**EXERCISE PROMPT**
Answer these questions using the failover guide below.
(a) What sets up the failover implementation during the initial Nodeum deployment?
(b) Which server is set to galera_master=true under [mariadb]?
(c) What default value is given for the number of shards to split the collection into?

====== TEXT TO READ ======

Links

Failover - Active/Passive

Introduction

Manage the product implemented in active/passive cluster mode.

Target

This procedure is applied for Nodeum Active – Passive Implementation.

Architecture

Implementation Overview

The failover implementation is set through an Ansible package during the initial Nodeum deployment.
The Ansible inventory definition contains the list of all members of the cluster and associated services.
Once deployed, the systems is designed to provide these main services :
  • Redundancy of the services Nodeum and associated components
  • Redundancy of the cache disk
  • Single NameSpace IP Address
This means that if one of the node fall-down, the contents are automatically accessible from the second node.

Ansible inventory overview

The following definition describes the deployment of each services across the two servers.
20-main
[mongodb]
srv01
srv02
[web]
srv01
srv02
[core]
srv01
srv02
[scheduler]
srv01
srv02
[refparser]
srv01
srv02
[mount_point_scanning]
srv01
srv02
11-mariadb-cluster
[mariadb]
; When updating from a single node to a cluster, only the node that
; previously hold the data should be set to `true`
srv01 galera_master=true
srv02
31-catalog-indexer
[zookeeper_nodes]
srv01
srv02
[solr]
srv01
srv02
[solr:vars]
; Product of these two variables should be lower or equal to number of hosts
; Number of shards to split the collection into.
; Default: 3
; solr_shards=3
; Number of copies of each document in the collection.

====== DATA LISTING ======

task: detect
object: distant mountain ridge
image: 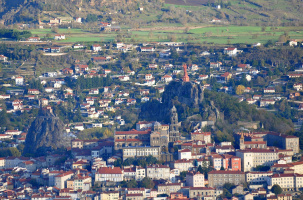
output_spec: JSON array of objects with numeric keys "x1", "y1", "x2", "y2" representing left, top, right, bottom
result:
[{"x1": 0, "y1": 0, "x2": 303, "y2": 26}]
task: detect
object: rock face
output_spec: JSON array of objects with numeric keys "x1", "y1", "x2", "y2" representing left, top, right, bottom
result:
[
  {"x1": 139, "y1": 81, "x2": 204, "y2": 122},
  {"x1": 24, "y1": 109, "x2": 70, "y2": 155}
]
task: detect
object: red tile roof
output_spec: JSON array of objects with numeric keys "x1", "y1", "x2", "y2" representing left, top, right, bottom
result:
[{"x1": 98, "y1": 167, "x2": 122, "y2": 174}]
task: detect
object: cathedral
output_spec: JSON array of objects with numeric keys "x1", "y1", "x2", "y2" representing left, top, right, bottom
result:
[{"x1": 169, "y1": 106, "x2": 180, "y2": 142}]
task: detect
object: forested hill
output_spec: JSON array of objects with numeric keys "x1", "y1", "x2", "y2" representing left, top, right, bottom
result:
[{"x1": 0, "y1": 0, "x2": 303, "y2": 28}]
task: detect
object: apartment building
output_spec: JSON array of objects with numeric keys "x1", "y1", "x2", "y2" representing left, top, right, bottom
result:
[
  {"x1": 208, "y1": 170, "x2": 245, "y2": 187},
  {"x1": 190, "y1": 130, "x2": 211, "y2": 144},
  {"x1": 100, "y1": 191, "x2": 119, "y2": 200},
  {"x1": 122, "y1": 146, "x2": 161, "y2": 160},
  {"x1": 267, "y1": 173, "x2": 303, "y2": 191},
  {"x1": 158, "y1": 183, "x2": 182, "y2": 195},
  {"x1": 95, "y1": 167, "x2": 123, "y2": 182},
  {"x1": 246, "y1": 171, "x2": 273, "y2": 184},
  {"x1": 189, "y1": 187, "x2": 223, "y2": 200},
  {"x1": 124, "y1": 166, "x2": 145, "y2": 181},
  {"x1": 171, "y1": 159, "x2": 209, "y2": 172},
  {"x1": 54, "y1": 171, "x2": 74, "y2": 189},
  {"x1": 236, "y1": 149, "x2": 279, "y2": 172},
  {"x1": 186, "y1": 171, "x2": 205, "y2": 187},
  {"x1": 210, "y1": 154, "x2": 241, "y2": 171},
  {"x1": 145, "y1": 165, "x2": 170, "y2": 180}
]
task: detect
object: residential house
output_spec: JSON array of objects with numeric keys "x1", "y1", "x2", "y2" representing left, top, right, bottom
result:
[
  {"x1": 236, "y1": 149, "x2": 279, "y2": 172},
  {"x1": 264, "y1": 87, "x2": 276, "y2": 94},
  {"x1": 92, "y1": 44, "x2": 102, "y2": 52},
  {"x1": 140, "y1": 47, "x2": 155, "y2": 52},
  {"x1": 54, "y1": 34, "x2": 65, "y2": 40},
  {"x1": 95, "y1": 167, "x2": 123, "y2": 182},
  {"x1": 208, "y1": 170, "x2": 245, "y2": 187},
  {"x1": 54, "y1": 171, "x2": 74, "y2": 189},
  {"x1": 161, "y1": 75, "x2": 173, "y2": 83},
  {"x1": 0, "y1": 55, "x2": 7, "y2": 62},
  {"x1": 145, "y1": 165, "x2": 170, "y2": 180},
  {"x1": 186, "y1": 171, "x2": 205, "y2": 187},
  {"x1": 223, "y1": 47, "x2": 238, "y2": 56},
  {"x1": 15, "y1": 76, "x2": 24, "y2": 85}
]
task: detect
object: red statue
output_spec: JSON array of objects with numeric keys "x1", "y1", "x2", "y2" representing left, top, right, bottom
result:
[{"x1": 183, "y1": 64, "x2": 189, "y2": 82}]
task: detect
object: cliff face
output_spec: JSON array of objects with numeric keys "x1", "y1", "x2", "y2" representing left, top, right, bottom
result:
[
  {"x1": 139, "y1": 81, "x2": 209, "y2": 122},
  {"x1": 24, "y1": 110, "x2": 70, "y2": 155}
]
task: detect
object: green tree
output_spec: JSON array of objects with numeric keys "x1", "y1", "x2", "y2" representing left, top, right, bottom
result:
[
  {"x1": 126, "y1": 179, "x2": 138, "y2": 188},
  {"x1": 180, "y1": 171, "x2": 187, "y2": 181},
  {"x1": 271, "y1": 184, "x2": 283, "y2": 195},
  {"x1": 139, "y1": 177, "x2": 155, "y2": 189},
  {"x1": 9, "y1": 147, "x2": 21, "y2": 157},
  {"x1": 236, "y1": 85, "x2": 245, "y2": 95}
]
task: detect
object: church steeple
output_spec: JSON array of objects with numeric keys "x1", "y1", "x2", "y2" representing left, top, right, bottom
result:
[
  {"x1": 240, "y1": 133, "x2": 245, "y2": 150},
  {"x1": 169, "y1": 106, "x2": 180, "y2": 142},
  {"x1": 182, "y1": 64, "x2": 189, "y2": 82}
]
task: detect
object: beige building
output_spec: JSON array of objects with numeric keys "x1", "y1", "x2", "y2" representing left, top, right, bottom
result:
[
  {"x1": 236, "y1": 149, "x2": 279, "y2": 172},
  {"x1": 171, "y1": 159, "x2": 209, "y2": 172},
  {"x1": 158, "y1": 183, "x2": 182, "y2": 195},
  {"x1": 122, "y1": 147, "x2": 161, "y2": 160},
  {"x1": 208, "y1": 170, "x2": 245, "y2": 187},
  {"x1": 246, "y1": 171, "x2": 273, "y2": 184},
  {"x1": 235, "y1": 132, "x2": 300, "y2": 155},
  {"x1": 100, "y1": 191, "x2": 119, "y2": 200},
  {"x1": 73, "y1": 174, "x2": 92, "y2": 191},
  {"x1": 124, "y1": 166, "x2": 145, "y2": 181},
  {"x1": 267, "y1": 174, "x2": 303, "y2": 191},
  {"x1": 124, "y1": 193, "x2": 144, "y2": 200},
  {"x1": 145, "y1": 165, "x2": 170, "y2": 180},
  {"x1": 190, "y1": 130, "x2": 211, "y2": 144},
  {"x1": 186, "y1": 171, "x2": 205, "y2": 187},
  {"x1": 189, "y1": 187, "x2": 223, "y2": 200},
  {"x1": 54, "y1": 171, "x2": 74, "y2": 189},
  {"x1": 95, "y1": 167, "x2": 123, "y2": 182}
]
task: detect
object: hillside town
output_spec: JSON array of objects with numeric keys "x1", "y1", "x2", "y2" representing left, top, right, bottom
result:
[{"x1": 0, "y1": 23, "x2": 303, "y2": 200}]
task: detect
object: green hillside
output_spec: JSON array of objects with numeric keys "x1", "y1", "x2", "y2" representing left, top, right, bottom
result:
[{"x1": 0, "y1": 0, "x2": 303, "y2": 28}]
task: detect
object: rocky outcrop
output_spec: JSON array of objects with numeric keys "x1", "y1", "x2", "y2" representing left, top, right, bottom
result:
[
  {"x1": 162, "y1": 81, "x2": 204, "y2": 107},
  {"x1": 139, "y1": 81, "x2": 209, "y2": 123},
  {"x1": 24, "y1": 109, "x2": 70, "y2": 155}
]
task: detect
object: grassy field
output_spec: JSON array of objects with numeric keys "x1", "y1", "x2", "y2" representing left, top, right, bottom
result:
[
  {"x1": 32, "y1": 24, "x2": 303, "y2": 44},
  {"x1": 132, "y1": 26, "x2": 303, "y2": 44},
  {"x1": 31, "y1": 29, "x2": 117, "y2": 43}
]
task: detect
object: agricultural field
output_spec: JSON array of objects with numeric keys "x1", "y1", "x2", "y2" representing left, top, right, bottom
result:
[
  {"x1": 132, "y1": 26, "x2": 303, "y2": 44},
  {"x1": 165, "y1": 0, "x2": 214, "y2": 6},
  {"x1": 31, "y1": 29, "x2": 117, "y2": 43},
  {"x1": 28, "y1": 24, "x2": 303, "y2": 44}
]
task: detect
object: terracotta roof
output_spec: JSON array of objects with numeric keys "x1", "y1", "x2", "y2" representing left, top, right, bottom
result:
[
  {"x1": 208, "y1": 170, "x2": 245, "y2": 174},
  {"x1": 98, "y1": 167, "x2": 123, "y2": 174},
  {"x1": 115, "y1": 129, "x2": 151, "y2": 135}
]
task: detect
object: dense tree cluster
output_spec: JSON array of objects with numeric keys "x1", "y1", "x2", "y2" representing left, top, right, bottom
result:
[{"x1": 0, "y1": 29, "x2": 32, "y2": 40}]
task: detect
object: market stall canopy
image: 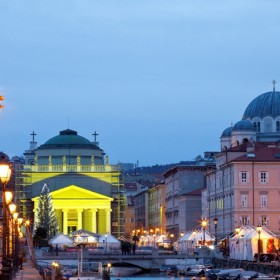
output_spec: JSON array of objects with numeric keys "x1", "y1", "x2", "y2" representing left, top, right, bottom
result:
[
  {"x1": 98, "y1": 234, "x2": 120, "y2": 244},
  {"x1": 49, "y1": 233, "x2": 73, "y2": 248},
  {"x1": 229, "y1": 226, "x2": 276, "y2": 261},
  {"x1": 69, "y1": 229, "x2": 100, "y2": 244}
]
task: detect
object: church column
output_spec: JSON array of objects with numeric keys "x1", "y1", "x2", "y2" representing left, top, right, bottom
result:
[
  {"x1": 90, "y1": 208, "x2": 97, "y2": 233},
  {"x1": 77, "y1": 209, "x2": 84, "y2": 229},
  {"x1": 62, "y1": 209, "x2": 69, "y2": 234},
  {"x1": 105, "y1": 209, "x2": 112, "y2": 233}
]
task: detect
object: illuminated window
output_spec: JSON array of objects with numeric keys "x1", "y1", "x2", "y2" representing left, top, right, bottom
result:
[
  {"x1": 259, "y1": 216, "x2": 269, "y2": 226},
  {"x1": 260, "y1": 194, "x2": 267, "y2": 207},
  {"x1": 254, "y1": 122, "x2": 261, "y2": 132},
  {"x1": 240, "y1": 172, "x2": 248, "y2": 183},
  {"x1": 241, "y1": 194, "x2": 248, "y2": 207},
  {"x1": 259, "y1": 171, "x2": 268, "y2": 183},
  {"x1": 240, "y1": 216, "x2": 250, "y2": 226}
]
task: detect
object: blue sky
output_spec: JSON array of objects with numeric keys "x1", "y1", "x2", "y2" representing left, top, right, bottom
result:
[{"x1": 0, "y1": 0, "x2": 280, "y2": 166}]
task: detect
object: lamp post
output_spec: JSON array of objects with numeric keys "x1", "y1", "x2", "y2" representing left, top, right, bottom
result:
[
  {"x1": 7, "y1": 203, "x2": 17, "y2": 258},
  {"x1": 201, "y1": 219, "x2": 207, "y2": 246},
  {"x1": 51, "y1": 262, "x2": 59, "y2": 280},
  {"x1": 257, "y1": 225, "x2": 262, "y2": 262},
  {"x1": 213, "y1": 218, "x2": 218, "y2": 245},
  {"x1": 77, "y1": 243, "x2": 85, "y2": 277},
  {"x1": 0, "y1": 152, "x2": 11, "y2": 279},
  {"x1": 105, "y1": 233, "x2": 108, "y2": 254}
]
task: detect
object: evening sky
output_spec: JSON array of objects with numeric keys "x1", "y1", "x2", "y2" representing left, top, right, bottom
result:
[{"x1": 0, "y1": 0, "x2": 280, "y2": 166}]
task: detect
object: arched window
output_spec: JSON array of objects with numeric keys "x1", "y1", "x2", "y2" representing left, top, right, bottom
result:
[{"x1": 254, "y1": 122, "x2": 261, "y2": 132}]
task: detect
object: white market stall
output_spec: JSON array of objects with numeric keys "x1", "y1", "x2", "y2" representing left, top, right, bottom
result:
[
  {"x1": 98, "y1": 234, "x2": 121, "y2": 250},
  {"x1": 178, "y1": 230, "x2": 215, "y2": 254},
  {"x1": 49, "y1": 233, "x2": 73, "y2": 249},
  {"x1": 229, "y1": 226, "x2": 276, "y2": 261}
]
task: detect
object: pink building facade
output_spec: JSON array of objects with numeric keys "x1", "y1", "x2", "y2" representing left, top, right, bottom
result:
[{"x1": 206, "y1": 87, "x2": 280, "y2": 239}]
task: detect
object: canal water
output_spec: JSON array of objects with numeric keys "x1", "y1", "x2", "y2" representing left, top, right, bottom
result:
[{"x1": 111, "y1": 273, "x2": 199, "y2": 280}]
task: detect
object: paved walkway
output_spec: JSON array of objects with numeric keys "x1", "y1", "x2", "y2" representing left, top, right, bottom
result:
[{"x1": 14, "y1": 259, "x2": 43, "y2": 280}]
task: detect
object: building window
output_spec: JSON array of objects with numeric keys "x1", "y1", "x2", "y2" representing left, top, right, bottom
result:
[
  {"x1": 240, "y1": 172, "x2": 248, "y2": 183},
  {"x1": 259, "y1": 216, "x2": 269, "y2": 226},
  {"x1": 240, "y1": 216, "x2": 250, "y2": 226},
  {"x1": 254, "y1": 122, "x2": 261, "y2": 132},
  {"x1": 259, "y1": 171, "x2": 268, "y2": 183},
  {"x1": 241, "y1": 194, "x2": 248, "y2": 207},
  {"x1": 260, "y1": 194, "x2": 267, "y2": 207}
]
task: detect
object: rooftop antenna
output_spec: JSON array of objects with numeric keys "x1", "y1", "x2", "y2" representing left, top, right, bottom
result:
[
  {"x1": 272, "y1": 80, "x2": 277, "y2": 92},
  {"x1": 92, "y1": 131, "x2": 99, "y2": 142}
]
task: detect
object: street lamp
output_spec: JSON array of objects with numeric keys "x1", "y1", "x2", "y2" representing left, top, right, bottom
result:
[
  {"x1": 105, "y1": 233, "x2": 108, "y2": 253},
  {"x1": 51, "y1": 262, "x2": 59, "y2": 280},
  {"x1": 201, "y1": 219, "x2": 207, "y2": 246},
  {"x1": 213, "y1": 218, "x2": 218, "y2": 245},
  {"x1": 257, "y1": 225, "x2": 262, "y2": 262},
  {"x1": 0, "y1": 152, "x2": 11, "y2": 279}
]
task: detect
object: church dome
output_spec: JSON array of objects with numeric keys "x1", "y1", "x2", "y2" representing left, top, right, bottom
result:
[
  {"x1": 232, "y1": 120, "x2": 254, "y2": 131},
  {"x1": 242, "y1": 91, "x2": 280, "y2": 120},
  {"x1": 221, "y1": 126, "x2": 232, "y2": 137},
  {"x1": 43, "y1": 129, "x2": 95, "y2": 146}
]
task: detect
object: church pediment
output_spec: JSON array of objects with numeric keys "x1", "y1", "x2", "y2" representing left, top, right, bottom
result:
[{"x1": 32, "y1": 185, "x2": 113, "y2": 201}]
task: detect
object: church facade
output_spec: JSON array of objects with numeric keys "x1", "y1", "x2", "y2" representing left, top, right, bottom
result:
[
  {"x1": 19, "y1": 129, "x2": 126, "y2": 237},
  {"x1": 207, "y1": 83, "x2": 280, "y2": 238}
]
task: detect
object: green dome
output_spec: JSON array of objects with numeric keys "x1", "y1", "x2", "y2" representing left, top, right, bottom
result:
[{"x1": 43, "y1": 129, "x2": 95, "y2": 146}]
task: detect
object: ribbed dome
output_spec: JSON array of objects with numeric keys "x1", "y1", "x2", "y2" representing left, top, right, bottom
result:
[
  {"x1": 242, "y1": 91, "x2": 280, "y2": 120},
  {"x1": 44, "y1": 129, "x2": 93, "y2": 146},
  {"x1": 221, "y1": 126, "x2": 232, "y2": 137},
  {"x1": 233, "y1": 120, "x2": 254, "y2": 131}
]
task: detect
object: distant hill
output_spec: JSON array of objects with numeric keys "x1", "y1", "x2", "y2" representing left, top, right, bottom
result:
[{"x1": 124, "y1": 161, "x2": 195, "y2": 187}]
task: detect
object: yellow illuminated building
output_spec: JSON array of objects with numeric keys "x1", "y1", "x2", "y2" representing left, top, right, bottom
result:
[{"x1": 19, "y1": 129, "x2": 126, "y2": 236}]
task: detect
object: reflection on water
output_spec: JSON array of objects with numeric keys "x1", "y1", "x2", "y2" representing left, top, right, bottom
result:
[{"x1": 111, "y1": 273, "x2": 197, "y2": 280}]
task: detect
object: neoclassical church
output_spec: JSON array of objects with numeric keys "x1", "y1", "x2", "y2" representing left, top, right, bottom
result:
[
  {"x1": 203, "y1": 82, "x2": 280, "y2": 238},
  {"x1": 20, "y1": 129, "x2": 126, "y2": 236}
]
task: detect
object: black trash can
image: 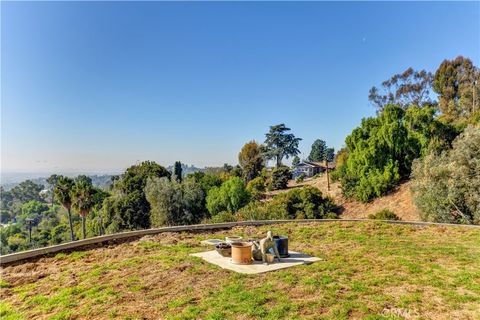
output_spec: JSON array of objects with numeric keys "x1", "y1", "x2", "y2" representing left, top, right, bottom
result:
[{"x1": 273, "y1": 236, "x2": 290, "y2": 258}]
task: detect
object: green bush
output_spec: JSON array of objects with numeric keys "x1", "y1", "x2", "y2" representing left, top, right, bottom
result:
[
  {"x1": 238, "y1": 186, "x2": 336, "y2": 220},
  {"x1": 412, "y1": 126, "x2": 480, "y2": 224},
  {"x1": 204, "y1": 211, "x2": 237, "y2": 223},
  {"x1": 368, "y1": 209, "x2": 400, "y2": 220},
  {"x1": 271, "y1": 166, "x2": 292, "y2": 190},
  {"x1": 333, "y1": 105, "x2": 456, "y2": 202},
  {"x1": 247, "y1": 177, "x2": 265, "y2": 200},
  {"x1": 206, "y1": 177, "x2": 251, "y2": 216}
]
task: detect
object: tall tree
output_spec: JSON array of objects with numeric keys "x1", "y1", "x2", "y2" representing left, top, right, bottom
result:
[
  {"x1": 368, "y1": 68, "x2": 433, "y2": 112},
  {"x1": 53, "y1": 176, "x2": 75, "y2": 241},
  {"x1": 292, "y1": 156, "x2": 300, "y2": 166},
  {"x1": 263, "y1": 123, "x2": 302, "y2": 167},
  {"x1": 433, "y1": 56, "x2": 480, "y2": 121},
  {"x1": 323, "y1": 148, "x2": 335, "y2": 162},
  {"x1": 71, "y1": 179, "x2": 96, "y2": 239},
  {"x1": 103, "y1": 161, "x2": 171, "y2": 232},
  {"x1": 10, "y1": 180, "x2": 45, "y2": 203},
  {"x1": 238, "y1": 141, "x2": 264, "y2": 182},
  {"x1": 47, "y1": 174, "x2": 59, "y2": 204},
  {"x1": 308, "y1": 139, "x2": 327, "y2": 162},
  {"x1": 173, "y1": 161, "x2": 182, "y2": 182}
]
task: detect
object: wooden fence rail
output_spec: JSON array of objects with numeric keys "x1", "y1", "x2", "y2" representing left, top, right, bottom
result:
[{"x1": 0, "y1": 219, "x2": 480, "y2": 266}]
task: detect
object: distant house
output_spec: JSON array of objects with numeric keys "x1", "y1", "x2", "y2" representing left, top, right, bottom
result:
[{"x1": 293, "y1": 161, "x2": 335, "y2": 178}]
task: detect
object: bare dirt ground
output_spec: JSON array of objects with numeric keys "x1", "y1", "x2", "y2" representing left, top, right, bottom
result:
[{"x1": 269, "y1": 175, "x2": 421, "y2": 221}]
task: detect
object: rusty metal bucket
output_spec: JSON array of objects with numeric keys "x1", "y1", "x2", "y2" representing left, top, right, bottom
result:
[{"x1": 232, "y1": 242, "x2": 252, "y2": 264}]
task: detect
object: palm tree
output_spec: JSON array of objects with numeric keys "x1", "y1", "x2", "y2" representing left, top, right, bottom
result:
[
  {"x1": 71, "y1": 180, "x2": 96, "y2": 239},
  {"x1": 53, "y1": 176, "x2": 75, "y2": 241}
]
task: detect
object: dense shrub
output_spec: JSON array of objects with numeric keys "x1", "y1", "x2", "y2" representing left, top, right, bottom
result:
[
  {"x1": 334, "y1": 105, "x2": 456, "y2": 202},
  {"x1": 103, "y1": 161, "x2": 171, "y2": 232},
  {"x1": 206, "y1": 177, "x2": 250, "y2": 216},
  {"x1": 412, "y1": 126, "x2": 480, "y2": 224},
  {"x1": 204, "y1": 211, "x2": 237, "y2": 223},
  {"x1": 145, "y1": 177, "x2": 206, "y2": 227},
  {"x1": 237, "y1": 186, "x2": 336, "y2": 220},
  {"x1": 271, "y1": 166, "x2": 292, "y2": 190},
  {"x1": 368, "y1": 209, "x2": 400, "y2": 220},
  {"x1": 247, "y1": 177, "x2": 265, "y2": 200}
]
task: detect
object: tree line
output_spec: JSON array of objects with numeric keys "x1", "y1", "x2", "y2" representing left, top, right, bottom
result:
[{"x1": 332, "y1": 56, "x2": 480, "y2": 224}]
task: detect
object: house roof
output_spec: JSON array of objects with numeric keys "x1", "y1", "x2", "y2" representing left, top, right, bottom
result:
[{"x1": 295, "y1": 161, "x2": 335, "y2": 169}]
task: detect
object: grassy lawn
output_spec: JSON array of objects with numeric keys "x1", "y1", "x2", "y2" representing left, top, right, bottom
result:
[{"x1": 0, "y1": 222, "x2": 480, "y2": 320}]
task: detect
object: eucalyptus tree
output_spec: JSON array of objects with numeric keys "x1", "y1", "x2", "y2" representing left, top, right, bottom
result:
[
  {"x1": 238, "y1": 141, "x2": 264, "y2": 182},
  {"x1": 368, "y1": 68, "x2": 434, "y2": 112},
  {"x1": 262, "y1": 123, "x2": 302, "y2": 167},
  {"x1": 71, "y1": 180, "x2": 96, "y2": 239},
  {"x1": 53, "y1": 176, "x2": 75, "y2": 241}
]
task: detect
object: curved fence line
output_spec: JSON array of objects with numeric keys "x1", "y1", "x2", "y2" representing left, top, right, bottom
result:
[{"x1": 0, "y1": 219, "x2": 480, "y2": 265}]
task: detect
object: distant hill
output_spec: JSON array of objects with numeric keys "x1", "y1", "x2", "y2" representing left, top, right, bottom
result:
[{"x1": 2, "y1": 174, "x2": 113, "y2": 191}]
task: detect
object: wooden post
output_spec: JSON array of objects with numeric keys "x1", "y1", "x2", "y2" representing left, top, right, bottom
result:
[{"x1": 325, "y1": 159, "x2": 330, "y2": 191}]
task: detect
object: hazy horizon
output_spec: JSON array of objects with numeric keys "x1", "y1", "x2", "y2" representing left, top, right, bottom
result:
[{"x1": 1, "y1": 1, "x2": 480, "y2": 177}]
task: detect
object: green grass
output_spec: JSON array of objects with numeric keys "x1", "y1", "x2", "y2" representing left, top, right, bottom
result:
[{"x1": 0, "y1": 222, "x2": 480, "y2": 319}]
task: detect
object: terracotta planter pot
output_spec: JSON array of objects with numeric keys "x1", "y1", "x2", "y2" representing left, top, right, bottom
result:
[
  {"x1": 225, "y1": 236, "x2": 243, "y2": 243},
  {"x1": 232, "y1": 242, "x2": 252, "y2": 264}
]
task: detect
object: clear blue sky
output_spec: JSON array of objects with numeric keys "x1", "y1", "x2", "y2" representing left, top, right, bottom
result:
[{"x1": 1, "y1": 2, "x2": 480, "y2": 172}]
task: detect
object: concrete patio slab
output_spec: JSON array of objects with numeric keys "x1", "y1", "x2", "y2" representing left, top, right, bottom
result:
[
  {"x1": 200, "y1": 239, "x2": 225, "y2": 246},
  {"x1": 191, "y1": 250, "x2": 322, "y2": 274}
]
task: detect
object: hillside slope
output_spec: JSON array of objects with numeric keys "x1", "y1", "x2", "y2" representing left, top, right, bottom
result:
[{"x1": 289, "y1": 175, "x2": 420, "y2": 221}]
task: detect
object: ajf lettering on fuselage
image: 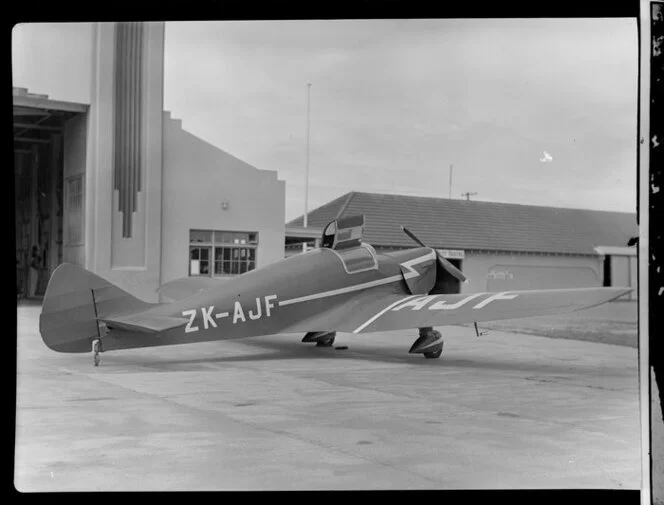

======

**OUTPUT**
(a) An Ansible package.
(b) srv01.
(c) 3.